Listed records —

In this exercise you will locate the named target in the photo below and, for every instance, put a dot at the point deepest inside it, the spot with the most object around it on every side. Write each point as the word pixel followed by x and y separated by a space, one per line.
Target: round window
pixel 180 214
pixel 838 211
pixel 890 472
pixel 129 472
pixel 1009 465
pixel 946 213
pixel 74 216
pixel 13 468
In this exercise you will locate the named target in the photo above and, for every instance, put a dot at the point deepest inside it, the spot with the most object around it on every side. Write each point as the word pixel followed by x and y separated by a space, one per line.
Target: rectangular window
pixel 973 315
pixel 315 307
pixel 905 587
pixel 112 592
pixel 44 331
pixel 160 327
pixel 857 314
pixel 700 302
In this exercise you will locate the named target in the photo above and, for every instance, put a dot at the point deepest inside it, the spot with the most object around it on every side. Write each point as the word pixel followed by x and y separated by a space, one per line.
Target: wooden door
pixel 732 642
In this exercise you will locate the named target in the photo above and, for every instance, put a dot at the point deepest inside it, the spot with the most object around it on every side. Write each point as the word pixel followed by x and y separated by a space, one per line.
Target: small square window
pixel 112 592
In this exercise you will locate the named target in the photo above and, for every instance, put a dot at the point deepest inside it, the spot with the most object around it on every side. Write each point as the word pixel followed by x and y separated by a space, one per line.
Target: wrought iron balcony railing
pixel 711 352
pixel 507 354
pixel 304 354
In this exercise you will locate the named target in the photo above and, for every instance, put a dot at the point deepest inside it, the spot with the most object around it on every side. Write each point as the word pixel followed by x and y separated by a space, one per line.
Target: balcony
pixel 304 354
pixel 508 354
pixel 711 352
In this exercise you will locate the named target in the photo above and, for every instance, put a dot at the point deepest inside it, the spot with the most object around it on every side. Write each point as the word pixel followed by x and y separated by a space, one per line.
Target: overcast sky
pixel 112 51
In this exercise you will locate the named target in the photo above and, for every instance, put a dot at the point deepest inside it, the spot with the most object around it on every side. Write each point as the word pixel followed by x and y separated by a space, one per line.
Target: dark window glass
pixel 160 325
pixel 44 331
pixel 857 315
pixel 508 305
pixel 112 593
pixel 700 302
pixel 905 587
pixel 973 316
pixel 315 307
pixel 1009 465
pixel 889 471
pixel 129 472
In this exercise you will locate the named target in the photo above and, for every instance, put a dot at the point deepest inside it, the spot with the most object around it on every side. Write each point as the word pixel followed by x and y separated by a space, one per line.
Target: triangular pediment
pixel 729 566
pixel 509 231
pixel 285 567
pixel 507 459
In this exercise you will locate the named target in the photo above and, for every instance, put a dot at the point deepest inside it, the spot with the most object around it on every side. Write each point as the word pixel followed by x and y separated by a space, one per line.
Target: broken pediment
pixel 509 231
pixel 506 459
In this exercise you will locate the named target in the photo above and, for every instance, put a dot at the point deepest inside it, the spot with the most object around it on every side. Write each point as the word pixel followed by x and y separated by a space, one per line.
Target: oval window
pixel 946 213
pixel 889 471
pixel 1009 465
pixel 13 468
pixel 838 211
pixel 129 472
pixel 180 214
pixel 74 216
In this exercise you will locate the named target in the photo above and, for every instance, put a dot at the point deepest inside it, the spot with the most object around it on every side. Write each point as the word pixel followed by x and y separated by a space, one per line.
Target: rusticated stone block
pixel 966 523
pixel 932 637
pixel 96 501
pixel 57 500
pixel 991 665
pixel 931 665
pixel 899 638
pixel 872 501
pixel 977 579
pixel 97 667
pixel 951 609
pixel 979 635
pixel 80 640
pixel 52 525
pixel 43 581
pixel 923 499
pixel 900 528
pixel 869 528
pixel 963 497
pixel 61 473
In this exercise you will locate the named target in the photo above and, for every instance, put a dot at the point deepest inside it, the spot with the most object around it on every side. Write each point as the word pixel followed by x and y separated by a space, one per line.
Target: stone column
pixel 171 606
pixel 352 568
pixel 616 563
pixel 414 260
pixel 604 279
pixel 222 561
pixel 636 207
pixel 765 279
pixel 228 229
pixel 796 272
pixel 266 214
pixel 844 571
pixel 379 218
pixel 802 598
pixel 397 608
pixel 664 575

What you have to do — Every record must be output again with its wording unchanged.

Exercise answer —
In this exercise you will locate the named target in the photo below and, for every instance, put a dot at the point deepest inside it, the spot with the most object around it on every side. Write each point as the word pixel followed by x and y separated by a space, one per line.
Target: round window
pixel 180 214
pixel 838 211
pixel 890 472
pixel 129 472
pixel 1009 465
pixel 946 213
pixel 74 216
pixel 13 468
In this exercise you will locate the named target in the photo above and, for every instance, put a dot at the point deepest inside it, the spot with the most object around it on every side. Write each point as the word pixel followed by x and y separated by a space, one per line.
Target: rectangular window
pixel 973 315
pixel 315 307
pixel 905 587
pixel 112 592
pixel 44 331
pixel 160 327
pixel 857 314
pixel 700 302
In this exercise you will locate the named target in the photo above and, for every instance, put a dot at the point deepest inside it, the spot with the most object around it on every side. Write each point as the word pixel followed by x and y separated by a space, one per line.
Target: wooden door
pixel 732 642
In this exercise you will locate the named target in the photo above and, for every instance, put a dot at the point deepest inside it, the spot with the most object around it on every side. Write each point as the word pixel followed by x and y separated by a space, one per line.
Target: small square window
pixel 112 592
In this exercise you will locate the named target in the photo above and, for every instance, put a dot at the point deepest inside it, the spot with the most object around it on every side. Write each point as the word pixel followed by x and y separated by a space, one per line.
Target: wrought iron balcony railing
pixel 711 352
pixel 507 354
pixel 304 354
In this exercise you will locate the named target in the photo above and, for every instance, put a dot at the point deepest inside it, the spot with the most object around it on every side. Write each point as the word pixel followed by x and y separated by a space, one per line.
Target: balcony
pixel 304 354
pixel 508 354
pixel 711 352
In this exercise you will locate the named target in the photo above and, for every instance, put a dot at the point deepest inside it, the spot with the most object around it on every side. Write each point as the word pixel followed by x and y separated by a space, one per line.
Target: overcast sky
pixel 112 51
In this exercise you will locate the named target in the photo above and, for every instance, put a dot at the point deepest inside it, the spot with the most object around it on every side. Write each point as the word pixel followed by x and y separated by a space, one per line.
Target: dark window glass
pixel 160 325
pixel 44 331
pixel 857 315
pixel 508 305
pixel 112 593
pixel 700 302
pixel 905 587
pixel 973 316
pixel 315 307
pixel 1009 465
pixel 889 471
pixel 129 472
In this exercise you will locate the named target in the photo above and, for every instance, put a dot at the point deepest inside it, the spot with the most object around it on every side. Write each point as the word pixel followed by x and y separated by a space, one per line.
Target: triangular pediment
pixel 729 566
pixel 509 231
pixel 285 567
pixel 507 459
In this exercise you will locate the named target in the photo above and, for every instance, put a dot at the point deepest inside it, the spot with the most object around it on every side. Write each point as the word pixel followed by x and y separated by a space, one per line.
Target: broken pediment
pixel 509 231
pixel 506 459
In this exercise you will locate the named target in the photo above and, for every instance, put a dot at the point deepest inside it, the spot with the most object around it on every side. Write each point as the word pixel followed by x and y separated by a space, one per line.
Target: oval window
pixel 946 213
pixel 889 471
pixel 1009 465
pixel 13 468
pixel 838 211
pixel 129 472
pixel 180 214
pixel 74 216
In this exercise you will locate the named target in the photo above and, for every instance, put a dot at the point deepest inside it, the spot with the most object around it on every side. Write each point as the word pixel followed by x and y separated by a space, one per line.
Target: rusticated stone block
pixel 966 523
pixel 932 637
pixel 96 501
pixel 57 500
pixel 991 665
pixel 931 665
pixel 899 638
pixel 872 501
pixel 977 579
pixel 97 667
pixel 951 609
pixel 979 635
pixel 80 640
pixel 52 525
pixel 43 581
pixel 923 499
pixel 900 528
pixel 869 528
pixel 963 497
pixel 61 473
In this exercise you will locate the named target in the photo above and, for every instance, put a dot at the point deepest inside it, the spot with the most object around it on every side. Write each point as the word pixel followed by x and y separated by a space, one per line.
Target: stone column
pixel 171 606
pixel 352 568
pixel 616 563
pixel 414 260
pixel 604 279
pixel 222 561
pixel 636 207
pixel 765 279
pixel 228 229
pixel 796 272
pixel 266 214
pixel 844 571
pixel 379 218
pixel 802 598
pixel 397 608
pixel 664 575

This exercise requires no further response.